PiDP-8/I SoftwareForum
Not logged in

Pi B+ build of os8-v3f-extensions fails

(1) By tangent on 2018-12-03 11:30:19 [link]

I'm seeing a repeatable — 3 times now — test failure on my Pi B+ when trying to build the software in-tree:

bin/os8-run ./media/os8/scripts/all-tu56.os8 --enable td12k
Running script file: ./media/os8/scripts/all-tu56.os8
Building OS/8 v3d tu56 image
for td12k configuration of TD8E.
before:
after: .
before: Y
after: SYS BUILT
Traceback (most recent call last):
  File "bin/os8-run", line 222, in <module>
    main()
  File "bin/os8-run", line 206, in main
    os8.run_script_file (script_file)
  File "/home/pidp8i/pidp8i/lib/os8script.py", line 917, in run_script_file
    retval = commands[m.group(1)](rest, script_file)

★ ★ ★

▶ **Given instruction**: Rewrite the paragraph in the forum post above that begins "I'm seeing a repeatable" so it is shorter but keeps its main facts.

▶ **Supplied information**:

★ ★ ★

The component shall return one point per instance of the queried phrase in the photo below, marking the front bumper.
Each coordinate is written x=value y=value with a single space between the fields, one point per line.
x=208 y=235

★ ★ ★

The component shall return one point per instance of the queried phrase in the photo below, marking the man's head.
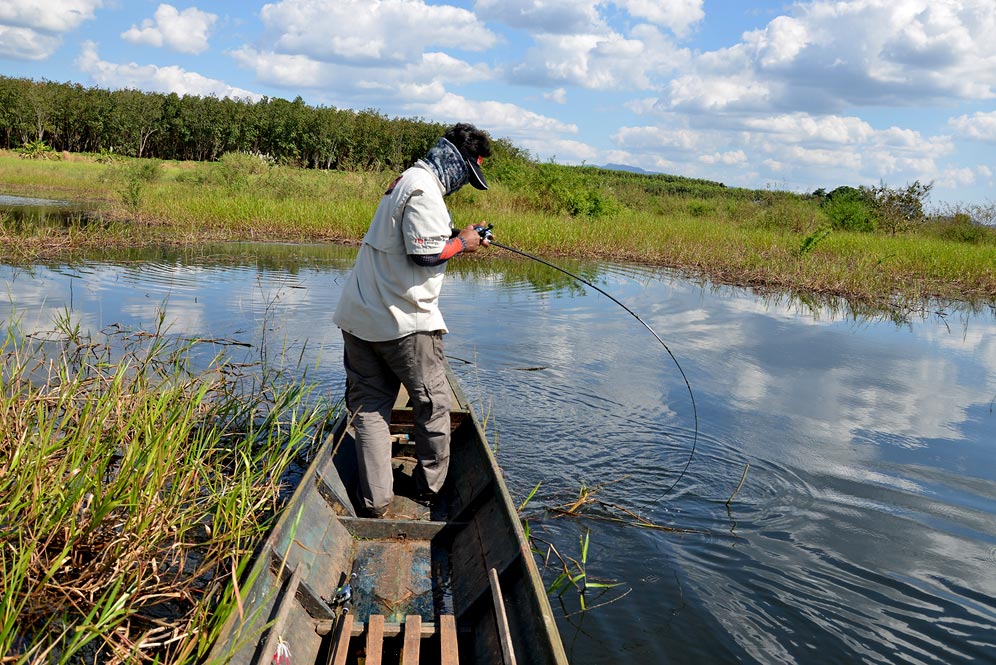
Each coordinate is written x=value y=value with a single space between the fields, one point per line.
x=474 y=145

★ ★ ★

▶ **Output below**: Building the software in-tree on my Pi B+ hits a test failure that has repeated three times.